Танцоры с синдромом Дауна, драматурги-колясочники и актеры с аутизмом — «особый театр» становится частью «большой культуры»
— Лена, найди какую-нибудь музыку для троек!
Лена нажимает на кнопку проигрывателя, и в комнате с видом на спальный район возвышенно и умиротворенно запевает Боно. Три девушки свиваются под музыку в клубок, превращаясь в единое тело. Девушки накатываются, наваливаются друг на друга, подталкивая друг друга к движению, подставляя свои тела, когда партнер теряет равновесие. Их троица состоит из опоры и уязвимого звена. Опора — это Лена и Вика, они ассистенты Натальи Поповой. Мириам занимается у Натальи Поповой в студии. У Мириам непроизносимый психиатрический диагноз. Импровизируя, она действует с ассистентами заодно, но именно ради нее все и происходит.

Набор данных
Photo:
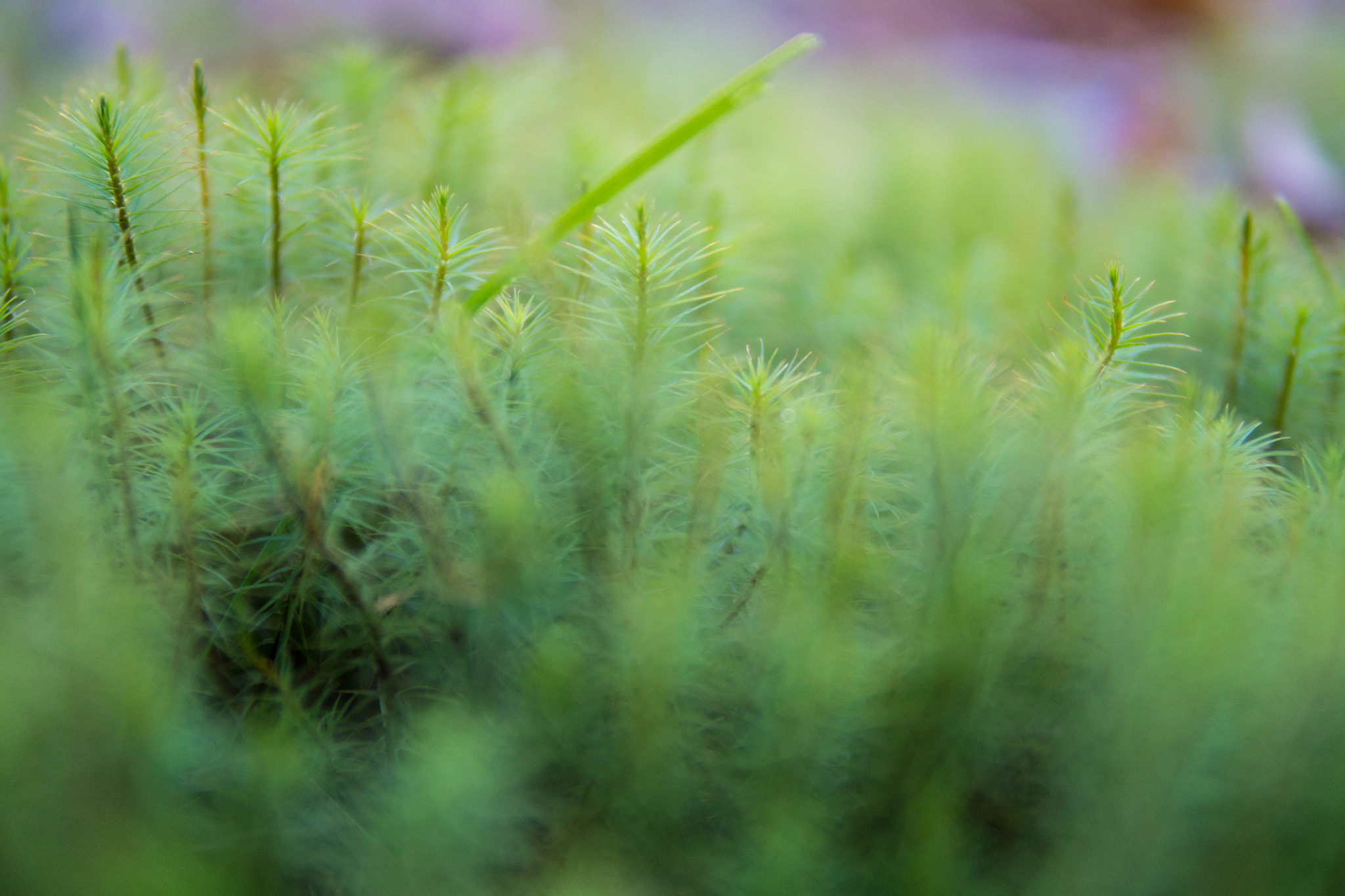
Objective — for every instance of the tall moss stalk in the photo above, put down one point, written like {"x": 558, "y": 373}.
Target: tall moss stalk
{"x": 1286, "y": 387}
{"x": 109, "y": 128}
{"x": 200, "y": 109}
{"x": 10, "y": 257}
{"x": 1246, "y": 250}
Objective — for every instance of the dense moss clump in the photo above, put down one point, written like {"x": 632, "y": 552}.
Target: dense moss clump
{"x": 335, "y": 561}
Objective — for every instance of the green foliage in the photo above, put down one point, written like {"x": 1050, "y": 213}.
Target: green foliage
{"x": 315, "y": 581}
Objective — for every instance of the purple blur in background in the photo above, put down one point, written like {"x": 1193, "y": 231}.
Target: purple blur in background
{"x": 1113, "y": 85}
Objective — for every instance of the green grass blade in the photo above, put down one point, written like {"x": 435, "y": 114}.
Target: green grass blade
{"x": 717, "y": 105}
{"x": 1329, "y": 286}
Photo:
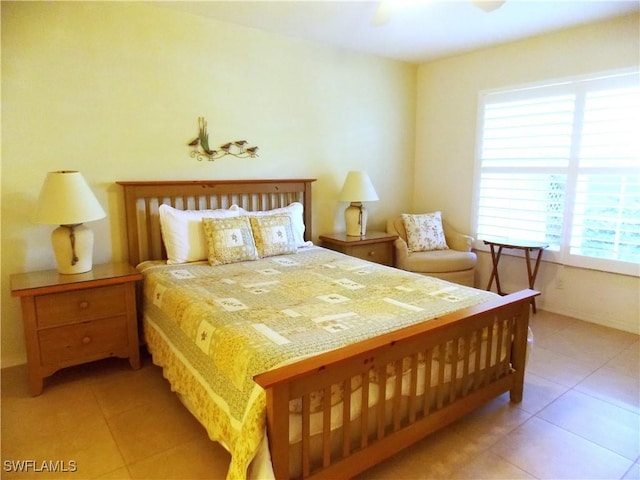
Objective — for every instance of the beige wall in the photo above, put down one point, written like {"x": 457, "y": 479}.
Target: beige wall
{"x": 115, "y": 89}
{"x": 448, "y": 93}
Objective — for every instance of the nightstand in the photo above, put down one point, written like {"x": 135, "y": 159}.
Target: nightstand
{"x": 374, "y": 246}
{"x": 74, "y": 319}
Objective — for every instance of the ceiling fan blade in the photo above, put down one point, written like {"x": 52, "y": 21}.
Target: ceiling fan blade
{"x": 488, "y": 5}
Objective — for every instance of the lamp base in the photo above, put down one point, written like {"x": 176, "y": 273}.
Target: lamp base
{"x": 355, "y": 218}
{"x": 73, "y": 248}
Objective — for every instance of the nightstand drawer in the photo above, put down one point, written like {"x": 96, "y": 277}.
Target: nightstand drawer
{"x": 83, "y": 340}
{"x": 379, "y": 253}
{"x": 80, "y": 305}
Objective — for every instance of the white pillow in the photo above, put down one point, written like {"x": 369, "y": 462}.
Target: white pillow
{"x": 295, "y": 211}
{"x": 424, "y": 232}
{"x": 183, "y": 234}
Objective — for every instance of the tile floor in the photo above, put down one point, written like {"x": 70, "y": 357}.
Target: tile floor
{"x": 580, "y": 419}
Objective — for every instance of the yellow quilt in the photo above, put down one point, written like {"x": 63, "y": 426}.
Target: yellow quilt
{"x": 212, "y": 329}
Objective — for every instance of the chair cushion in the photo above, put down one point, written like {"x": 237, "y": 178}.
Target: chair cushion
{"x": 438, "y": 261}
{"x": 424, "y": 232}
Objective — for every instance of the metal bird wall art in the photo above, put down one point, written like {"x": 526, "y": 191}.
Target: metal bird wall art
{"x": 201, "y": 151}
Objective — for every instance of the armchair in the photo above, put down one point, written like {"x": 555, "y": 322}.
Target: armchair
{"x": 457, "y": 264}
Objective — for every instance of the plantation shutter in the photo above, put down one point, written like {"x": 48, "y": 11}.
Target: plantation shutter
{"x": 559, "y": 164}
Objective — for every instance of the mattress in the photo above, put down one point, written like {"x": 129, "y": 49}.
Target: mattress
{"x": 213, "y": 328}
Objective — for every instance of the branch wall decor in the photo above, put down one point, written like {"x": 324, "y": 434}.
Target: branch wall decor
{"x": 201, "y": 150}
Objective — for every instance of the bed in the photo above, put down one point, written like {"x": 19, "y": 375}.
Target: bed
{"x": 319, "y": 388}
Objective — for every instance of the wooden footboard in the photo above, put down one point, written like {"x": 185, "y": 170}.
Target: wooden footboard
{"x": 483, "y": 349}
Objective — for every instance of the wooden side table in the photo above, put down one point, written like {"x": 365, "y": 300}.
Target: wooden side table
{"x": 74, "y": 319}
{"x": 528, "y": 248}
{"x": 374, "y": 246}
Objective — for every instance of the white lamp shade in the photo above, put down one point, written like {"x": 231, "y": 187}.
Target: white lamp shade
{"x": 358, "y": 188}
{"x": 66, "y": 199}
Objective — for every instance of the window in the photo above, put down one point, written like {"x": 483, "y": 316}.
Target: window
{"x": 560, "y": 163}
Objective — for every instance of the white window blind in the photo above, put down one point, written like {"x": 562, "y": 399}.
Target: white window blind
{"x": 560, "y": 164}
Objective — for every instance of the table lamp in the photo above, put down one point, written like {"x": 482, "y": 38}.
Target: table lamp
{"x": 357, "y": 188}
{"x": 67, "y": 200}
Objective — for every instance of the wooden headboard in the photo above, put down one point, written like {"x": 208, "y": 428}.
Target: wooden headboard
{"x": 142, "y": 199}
--
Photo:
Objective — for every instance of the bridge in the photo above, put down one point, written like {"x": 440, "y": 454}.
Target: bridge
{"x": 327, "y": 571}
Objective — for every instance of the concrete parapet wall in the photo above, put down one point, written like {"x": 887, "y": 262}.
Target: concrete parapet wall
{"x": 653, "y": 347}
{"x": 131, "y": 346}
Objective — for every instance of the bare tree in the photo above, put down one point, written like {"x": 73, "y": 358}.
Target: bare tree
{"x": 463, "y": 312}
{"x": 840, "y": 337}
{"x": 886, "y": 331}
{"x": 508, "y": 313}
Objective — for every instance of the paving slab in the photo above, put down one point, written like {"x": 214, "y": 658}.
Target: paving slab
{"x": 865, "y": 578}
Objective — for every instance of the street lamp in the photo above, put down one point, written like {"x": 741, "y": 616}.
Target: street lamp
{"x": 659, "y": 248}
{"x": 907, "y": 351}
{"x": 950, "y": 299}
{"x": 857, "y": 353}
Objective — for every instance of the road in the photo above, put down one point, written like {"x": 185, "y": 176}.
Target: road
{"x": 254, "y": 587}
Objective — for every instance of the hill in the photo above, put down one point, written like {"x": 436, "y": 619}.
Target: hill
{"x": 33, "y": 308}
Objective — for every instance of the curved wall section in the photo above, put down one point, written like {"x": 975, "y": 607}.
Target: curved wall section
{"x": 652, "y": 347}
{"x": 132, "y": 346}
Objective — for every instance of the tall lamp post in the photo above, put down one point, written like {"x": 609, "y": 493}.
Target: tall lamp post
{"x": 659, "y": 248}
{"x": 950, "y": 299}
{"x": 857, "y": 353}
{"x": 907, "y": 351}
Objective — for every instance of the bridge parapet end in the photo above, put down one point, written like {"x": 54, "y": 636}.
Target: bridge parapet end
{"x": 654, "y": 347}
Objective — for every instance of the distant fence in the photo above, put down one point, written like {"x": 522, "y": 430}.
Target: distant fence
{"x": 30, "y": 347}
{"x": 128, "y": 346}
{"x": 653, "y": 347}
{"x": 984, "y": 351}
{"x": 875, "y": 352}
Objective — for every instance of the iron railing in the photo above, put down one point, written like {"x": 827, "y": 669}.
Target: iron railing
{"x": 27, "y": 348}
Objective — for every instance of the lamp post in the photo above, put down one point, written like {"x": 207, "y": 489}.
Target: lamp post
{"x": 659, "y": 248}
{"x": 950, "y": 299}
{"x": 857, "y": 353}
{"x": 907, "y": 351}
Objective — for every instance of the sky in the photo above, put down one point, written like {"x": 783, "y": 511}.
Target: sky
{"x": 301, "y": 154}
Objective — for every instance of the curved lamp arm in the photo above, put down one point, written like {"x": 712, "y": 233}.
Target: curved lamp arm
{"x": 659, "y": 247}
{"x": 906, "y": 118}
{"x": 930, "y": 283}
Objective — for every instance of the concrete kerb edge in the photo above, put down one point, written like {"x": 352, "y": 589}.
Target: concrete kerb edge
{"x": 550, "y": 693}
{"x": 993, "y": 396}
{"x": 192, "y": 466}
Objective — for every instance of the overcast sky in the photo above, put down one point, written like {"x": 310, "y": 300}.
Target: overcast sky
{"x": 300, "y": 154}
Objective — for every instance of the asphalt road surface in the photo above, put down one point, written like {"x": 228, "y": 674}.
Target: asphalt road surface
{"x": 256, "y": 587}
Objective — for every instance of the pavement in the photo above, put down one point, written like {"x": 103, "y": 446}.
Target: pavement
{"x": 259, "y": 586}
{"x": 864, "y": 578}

Задания
(1) Перепишите из текста об особом театре фрагмент, начиная со слов «Танцоры с синдромом» и до слов «все и происходит.» включительно.
(2) Объясните по тексту об особом театре, почему Лена нажимает на кнопку проигрывателя.
(3) Напишите продолжение текста об особом театре, которое начинается сразу после его последнего предложения.

Ответы
(1)
Танцоры с синдромом Дауна, драматурги-колясочники и актеры с аутизмом — «особый театр» становится частью «большой культуры»
— Лена, найди какую-нибудь музыку для троек!
Лена нажимает на кнопку проигрывателя, и в комнате с видом на спальный район возвышенно и умиротворенно запевает Боно. Три девушки свиваются под музыку в клубок, превращаясь в единое тело. Девушки накатываются, наваливаются друг на друга, подталкивая друг друга к движению, подставляя свои тела, когда партнер теряет равновесие. Их троица состоит из опоры и уязвимого звена. Опора — это Лена и Вика, они ассистенты Натальи Поповой. Мириам занимается у Натальи Поповой в студии. У Мириам непроизносимый психиатрический диагноз. Импровизируя, она действует с ассистентами заодно, но именно ради нее все и происходит.

(2) Лену попросили найти какую-нибудь музыку для троек. Поэтому она нажимает на кнопку проигрывателя.

(3)
В углу комнаты на стуле сидит сама Наталья Попова, она создатель и руководитель «Круга». Рядом с ней на ковриках у стенки за импровизацией наблюдают Катя, Клава, Саша, Леша, Антон и другие студийцы и ассистенты.
— Ребята должны ощущать вес человека, предвосхищать его движения, контролировать его, — рассказывает мне вполголоса Попова. — Так у них включается телесное сознание. Это первый этап. А дальше начинает создаваться композиция. Чувство композиции — это социальное чувство. Через упражнения они учатся вписываться в общество, понимать человека через его физические реакции. Этот навык компенсирует им интеллектуальную недостаточность, они начинают социально адекватно реагировать. И часто уже они сами учат своих близких правильному общению. Они могут говорить: «Ты меня не понимаешь, здесь надо делать так». И это все рождается из опыта импровизации.
Сегодня собрались старшие студийцы. У каждого свой диагноз. Каждый из них прежде прошел реабилитационную программу. Всем за двадцать. Самый опытный среди них Саша, он занимается уже одиннадцать лет. Это приятный молодой человек с такой улыбкой, будто у него есть секрет. Почти всех я видела в спектакле «Слэш», когда его играли у нас в ЦИМе.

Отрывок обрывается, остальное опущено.